>> begin Data for this exercise

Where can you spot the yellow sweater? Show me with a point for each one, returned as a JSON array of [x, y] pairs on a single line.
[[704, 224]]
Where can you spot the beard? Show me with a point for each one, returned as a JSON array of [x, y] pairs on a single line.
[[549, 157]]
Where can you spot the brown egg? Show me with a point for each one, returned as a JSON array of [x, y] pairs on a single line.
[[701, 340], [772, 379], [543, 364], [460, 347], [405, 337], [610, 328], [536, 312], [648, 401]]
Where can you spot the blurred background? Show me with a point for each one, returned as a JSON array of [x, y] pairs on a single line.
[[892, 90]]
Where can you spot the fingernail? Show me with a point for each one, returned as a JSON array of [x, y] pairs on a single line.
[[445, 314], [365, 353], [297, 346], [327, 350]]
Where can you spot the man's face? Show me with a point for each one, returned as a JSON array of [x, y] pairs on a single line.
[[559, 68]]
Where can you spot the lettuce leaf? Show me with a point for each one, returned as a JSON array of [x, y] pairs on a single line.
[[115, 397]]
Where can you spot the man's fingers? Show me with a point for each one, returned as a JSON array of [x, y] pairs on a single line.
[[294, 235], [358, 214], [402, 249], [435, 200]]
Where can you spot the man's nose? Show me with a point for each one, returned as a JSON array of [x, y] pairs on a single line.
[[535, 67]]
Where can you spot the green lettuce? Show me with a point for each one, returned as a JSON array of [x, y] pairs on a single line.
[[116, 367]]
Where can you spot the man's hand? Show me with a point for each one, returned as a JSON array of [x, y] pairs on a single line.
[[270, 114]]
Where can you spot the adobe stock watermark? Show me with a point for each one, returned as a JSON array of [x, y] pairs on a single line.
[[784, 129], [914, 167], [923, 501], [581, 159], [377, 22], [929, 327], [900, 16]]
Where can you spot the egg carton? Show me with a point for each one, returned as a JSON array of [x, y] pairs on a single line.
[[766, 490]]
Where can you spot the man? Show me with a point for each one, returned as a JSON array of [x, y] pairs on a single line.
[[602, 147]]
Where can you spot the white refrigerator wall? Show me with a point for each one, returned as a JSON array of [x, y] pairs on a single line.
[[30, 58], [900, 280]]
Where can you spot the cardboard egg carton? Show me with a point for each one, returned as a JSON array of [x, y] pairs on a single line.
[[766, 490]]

>> end Data for this exercise
>> begin Data for this exercise

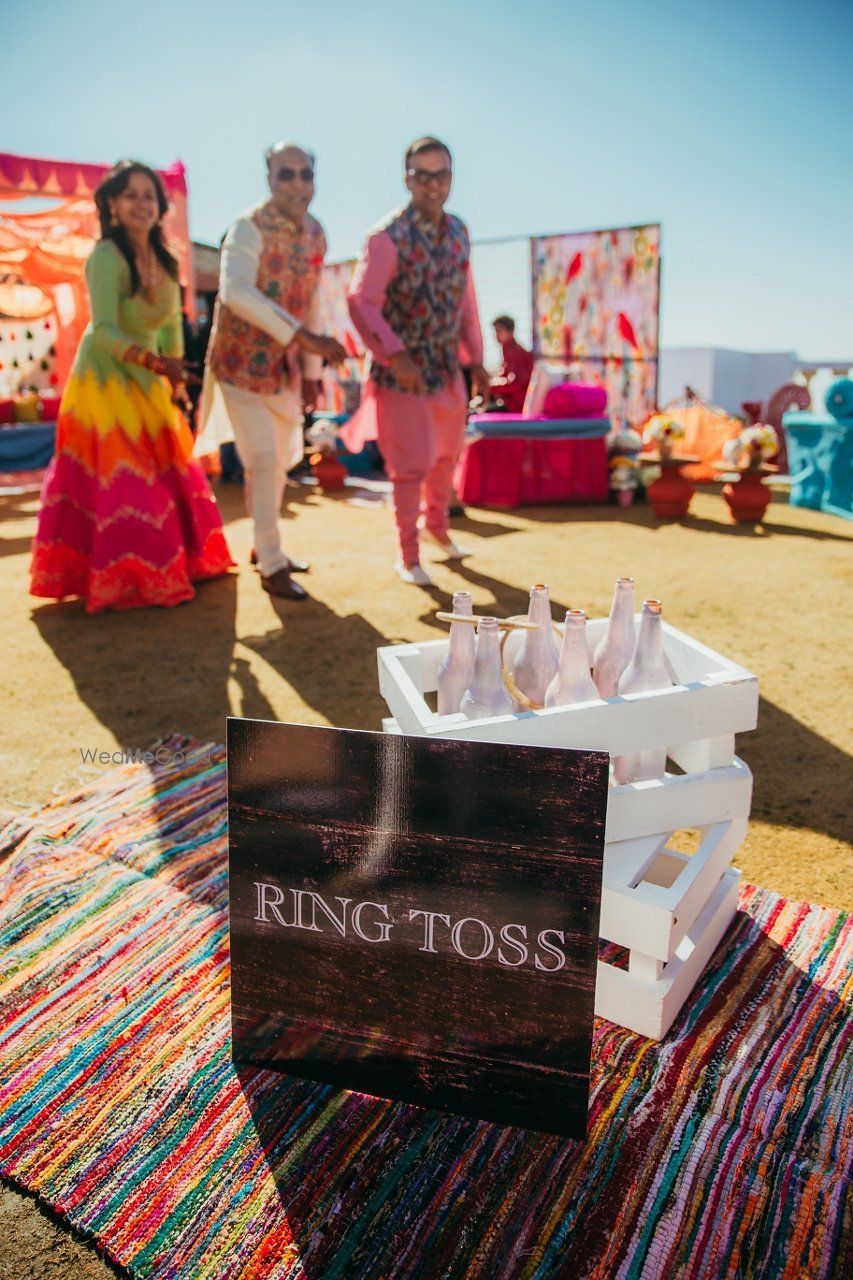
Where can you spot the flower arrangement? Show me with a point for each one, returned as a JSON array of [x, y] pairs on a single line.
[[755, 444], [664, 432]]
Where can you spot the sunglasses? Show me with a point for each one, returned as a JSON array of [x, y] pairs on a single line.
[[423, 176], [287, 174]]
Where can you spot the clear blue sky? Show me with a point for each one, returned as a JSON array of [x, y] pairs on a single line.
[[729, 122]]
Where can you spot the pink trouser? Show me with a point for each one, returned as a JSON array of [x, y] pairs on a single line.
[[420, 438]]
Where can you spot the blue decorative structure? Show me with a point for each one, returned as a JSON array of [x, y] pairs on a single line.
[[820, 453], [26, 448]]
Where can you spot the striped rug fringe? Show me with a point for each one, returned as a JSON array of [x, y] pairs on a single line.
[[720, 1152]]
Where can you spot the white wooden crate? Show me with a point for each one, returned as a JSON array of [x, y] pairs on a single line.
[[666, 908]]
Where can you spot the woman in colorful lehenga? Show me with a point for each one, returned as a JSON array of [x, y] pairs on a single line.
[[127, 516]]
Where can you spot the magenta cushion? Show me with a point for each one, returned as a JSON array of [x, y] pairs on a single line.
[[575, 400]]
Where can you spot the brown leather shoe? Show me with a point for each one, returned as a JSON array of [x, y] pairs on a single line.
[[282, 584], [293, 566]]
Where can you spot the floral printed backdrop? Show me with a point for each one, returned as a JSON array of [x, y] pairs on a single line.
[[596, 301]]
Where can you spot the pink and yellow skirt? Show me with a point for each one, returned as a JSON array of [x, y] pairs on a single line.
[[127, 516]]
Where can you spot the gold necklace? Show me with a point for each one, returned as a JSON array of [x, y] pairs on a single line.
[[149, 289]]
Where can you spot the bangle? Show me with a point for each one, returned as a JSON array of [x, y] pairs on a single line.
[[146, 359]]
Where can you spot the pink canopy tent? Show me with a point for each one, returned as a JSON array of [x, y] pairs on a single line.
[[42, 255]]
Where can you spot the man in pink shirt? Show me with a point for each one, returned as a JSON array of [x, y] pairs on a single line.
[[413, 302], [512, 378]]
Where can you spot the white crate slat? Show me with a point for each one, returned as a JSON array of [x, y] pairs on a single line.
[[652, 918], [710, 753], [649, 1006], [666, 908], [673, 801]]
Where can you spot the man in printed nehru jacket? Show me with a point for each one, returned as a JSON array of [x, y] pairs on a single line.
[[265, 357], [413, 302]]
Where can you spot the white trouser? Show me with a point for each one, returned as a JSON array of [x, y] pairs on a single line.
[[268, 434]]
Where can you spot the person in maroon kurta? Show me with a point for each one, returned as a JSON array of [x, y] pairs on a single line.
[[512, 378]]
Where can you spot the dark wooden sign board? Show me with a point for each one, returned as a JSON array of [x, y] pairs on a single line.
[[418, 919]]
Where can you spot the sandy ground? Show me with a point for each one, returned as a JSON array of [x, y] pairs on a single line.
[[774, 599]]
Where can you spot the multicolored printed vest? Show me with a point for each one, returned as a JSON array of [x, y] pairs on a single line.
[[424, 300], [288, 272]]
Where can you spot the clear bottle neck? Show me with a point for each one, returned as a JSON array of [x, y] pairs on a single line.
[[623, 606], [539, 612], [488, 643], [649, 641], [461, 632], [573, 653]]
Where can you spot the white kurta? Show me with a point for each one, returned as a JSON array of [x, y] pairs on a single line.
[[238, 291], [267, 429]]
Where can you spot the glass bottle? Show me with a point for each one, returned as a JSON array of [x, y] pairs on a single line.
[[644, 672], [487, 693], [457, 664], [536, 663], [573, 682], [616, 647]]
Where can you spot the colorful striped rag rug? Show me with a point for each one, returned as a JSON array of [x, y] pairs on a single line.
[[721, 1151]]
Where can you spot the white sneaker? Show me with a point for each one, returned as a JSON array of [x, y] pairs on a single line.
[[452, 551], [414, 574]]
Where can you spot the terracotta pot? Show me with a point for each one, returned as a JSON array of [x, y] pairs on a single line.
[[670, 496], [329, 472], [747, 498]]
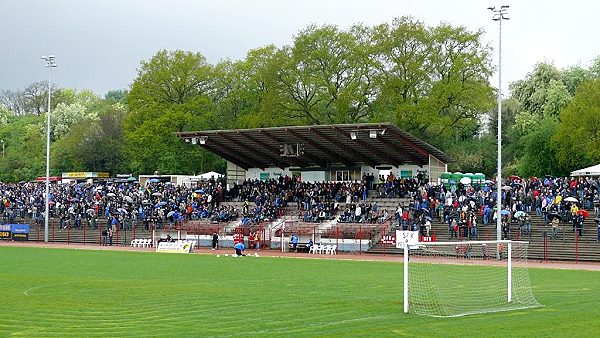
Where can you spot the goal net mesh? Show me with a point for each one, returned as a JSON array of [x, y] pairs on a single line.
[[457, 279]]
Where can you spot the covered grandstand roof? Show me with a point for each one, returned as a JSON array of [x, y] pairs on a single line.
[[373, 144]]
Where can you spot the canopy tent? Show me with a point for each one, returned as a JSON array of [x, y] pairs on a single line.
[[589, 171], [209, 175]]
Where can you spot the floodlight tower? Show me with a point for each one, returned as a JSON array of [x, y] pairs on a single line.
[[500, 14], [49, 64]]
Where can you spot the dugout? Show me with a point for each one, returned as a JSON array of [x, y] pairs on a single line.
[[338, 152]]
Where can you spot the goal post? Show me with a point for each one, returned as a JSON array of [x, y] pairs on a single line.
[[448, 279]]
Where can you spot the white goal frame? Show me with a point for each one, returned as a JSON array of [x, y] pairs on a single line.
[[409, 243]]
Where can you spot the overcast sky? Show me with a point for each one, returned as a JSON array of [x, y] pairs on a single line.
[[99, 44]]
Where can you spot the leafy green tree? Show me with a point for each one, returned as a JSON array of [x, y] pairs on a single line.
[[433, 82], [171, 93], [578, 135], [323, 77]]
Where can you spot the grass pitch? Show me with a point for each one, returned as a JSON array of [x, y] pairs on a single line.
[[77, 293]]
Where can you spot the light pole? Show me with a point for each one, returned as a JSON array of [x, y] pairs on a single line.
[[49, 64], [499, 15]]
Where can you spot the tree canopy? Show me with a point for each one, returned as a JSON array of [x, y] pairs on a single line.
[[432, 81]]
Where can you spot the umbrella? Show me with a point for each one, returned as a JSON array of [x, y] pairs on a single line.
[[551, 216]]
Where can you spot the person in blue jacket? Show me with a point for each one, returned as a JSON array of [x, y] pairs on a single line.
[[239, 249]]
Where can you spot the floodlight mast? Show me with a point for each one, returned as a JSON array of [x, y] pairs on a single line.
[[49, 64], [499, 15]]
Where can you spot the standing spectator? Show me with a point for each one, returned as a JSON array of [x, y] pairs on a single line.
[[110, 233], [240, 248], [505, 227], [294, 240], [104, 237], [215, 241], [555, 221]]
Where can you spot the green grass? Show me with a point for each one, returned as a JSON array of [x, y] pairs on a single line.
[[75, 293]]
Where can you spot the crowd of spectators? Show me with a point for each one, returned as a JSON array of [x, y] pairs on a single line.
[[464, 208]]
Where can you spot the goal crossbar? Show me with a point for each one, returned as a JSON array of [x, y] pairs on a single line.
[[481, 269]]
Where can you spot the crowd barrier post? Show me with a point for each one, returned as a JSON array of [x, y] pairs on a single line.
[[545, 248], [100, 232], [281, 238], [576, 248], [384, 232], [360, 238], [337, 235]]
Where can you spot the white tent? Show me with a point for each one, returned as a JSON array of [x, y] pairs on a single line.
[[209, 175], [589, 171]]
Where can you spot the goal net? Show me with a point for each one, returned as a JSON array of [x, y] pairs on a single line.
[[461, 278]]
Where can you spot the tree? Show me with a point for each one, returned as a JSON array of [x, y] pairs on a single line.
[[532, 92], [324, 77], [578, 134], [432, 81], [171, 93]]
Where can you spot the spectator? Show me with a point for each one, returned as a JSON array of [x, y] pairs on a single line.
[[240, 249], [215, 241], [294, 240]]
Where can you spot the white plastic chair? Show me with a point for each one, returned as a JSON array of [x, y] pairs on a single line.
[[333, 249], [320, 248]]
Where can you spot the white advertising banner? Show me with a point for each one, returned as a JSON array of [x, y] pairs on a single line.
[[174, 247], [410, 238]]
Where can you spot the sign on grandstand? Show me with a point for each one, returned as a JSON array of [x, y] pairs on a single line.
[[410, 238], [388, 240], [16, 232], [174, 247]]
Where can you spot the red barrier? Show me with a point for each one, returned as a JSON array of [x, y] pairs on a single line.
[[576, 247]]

>> end Data for this exercise

**Written request**
Take the stretch of the records from the line containing "Where can you spot the floodlight tower?" through the line containing "[[77, 293]]", substitute "Indicate" for "Show me", and give back only those lines with nothing else changed.

**Task output**
Where can you spot the floodlight tower? Indicate with a point for each one, returned as a JSON array of [x, y] pairs on a single line.
[[500, 14], [49, 64]]
Where can you spot the dugout? Indicate with a point for each one, returned as a JSON array of [x, y] pairs on a single line.
[[338, 152]]
Where can you spot the goal post? Indicate with a point for each one, returned as a JSON array of [x, y] pairs on a single line.
[[448, 279]]
Where can you spot the white goal frame? Indicate with a point for each one, returned as a JSON array of [x, y] pairs on a single line.
[[409, 243]]
Where can you spot the overcast sky? Indicate with a point for each one, returned as a JSON array of [x, y] pairs on a single line.
[[99, 44]]
Where can you spot the leafy green tree? Indicate with a point for each one, returned as a JSON array of [x, y] pairs on a single line.
[[433, 82], [171, 93], [578, 135], [323, 77]]
Where can you spot the grass pitch? Indicate with a point for each one, returned as a JSON array of [x, y] pairs on a single line.
[[77, 293]]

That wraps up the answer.